- _Text extract_:
◇ ◇ ◇ ◇ ◇ ◇ ◇

# GNWC Ohio State Championship Results



## Ray_IL (Apr 5, 2004)

Brockmeyer, Cochran Capture Ohio State Championship of Walleye Fishing Title

By Steve Weisman
Gander Mountain GNWC Publicity Director

After finishing the first day of the Ohio State Championship of Walleye fishing in second place, it simply took a little fine tuning for the team of Jason Brockmeyer from Westerville, OH and Chad Cochran from Powell, OH to leave the competition behind and capture the coveted championship plaques and the $2500 first place check. 
Brockmeyer and Cochran ended with a two-day total of 16.12 pounds to outdistance Gary Schiller from Fairview, PA and Rick Winkelman from Erie, PA, who totaled a two-day total of 11.42 pounds. They pocketed a check for $750.
Third place and a check for $500 went to Scott Yarman from Vernon, OH and Tom Kemper from Marion, OH with 7.92 pounds. 
The action for the Ohio State Championship of Walleye Fishing, which is the first of eight such tournaments on the Gander Mountain Grand National Walleye Cup (GNWC) circuit, took place on Mosquito Creek Lake. According to Gander Mountain GNWC Executive Director Bernie Barringer, it was a great place to start the Championship events.
"It was a great time for all of us involved with the Ohio State Championship of Walleye Fishing. Gander Mountain really rolled out the red carpet for the GNWC teams, and we had a great response from the Trumbull County Convention and Visitor's Bureau."
Mother Nature played a major roll in the outcome of the tournament as the winds that made for a great pre-fishing bite totally died. "That really made things tough," noted Barringer. "Both days were flat calm, and it really shut down the bite. But that's what makes championship fishing so exciting. When things like that happen, the teams have to adjust."
That's exactly what Brockmeyer and Cochran did. They used lead core line to troll chrome/black, chrome/blue and gold/black Shad Raps on the main part of the lake. However, after experimenting, they determined that they had to keep their crankbaits within a foot of the bottom. So, they let out the lead core until it was on the bottom, then slowly reeled up until it wasn't dragging. They found 2.0-2.2 mph to be the key speed.

◇ ◇ ◇ ◇ ◇ ◇ ◇

- _Directions for this task_: Reproduce the passage of the tournament report starting at "## Ray_IL (Apr" and ending at "check for $750.", swapping "plaques" for "trophies".

- _Data excerpt_:
◇ ◇ ◇ ◇ ◇ ◇ ◇

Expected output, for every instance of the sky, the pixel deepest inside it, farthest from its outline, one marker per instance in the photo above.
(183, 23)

◇ ◇ ◇ ◇ ◇ ◇ ◇

- _Full response_:
## Ray_IL (Apr 5, 2004)

Brockmeyer, Cochran Capture Ohio State Championship of Walleye Fishing Title

By Steve Weisman
Gander Mountain GNWC Publicity Director

After finishing the first day of the Ohio State Championship of Walleye fishing in second place, it simply took a little fine tuning for the team of Jason Brockmeyer from Westerville, OH and Chad Cochran from Powell, OH to leave the competition behind and capture the coveted championship trophies and the $2500 first place check. 
Brockmeyer and Cochran ended with a two-day total of 16.12 pounds to outdistance Gary Schiller from Fairview, PA and Rick Winkelman from Erie, PA, who totaled a two-day total of 11.42 pounds. They pocketed a check for $750.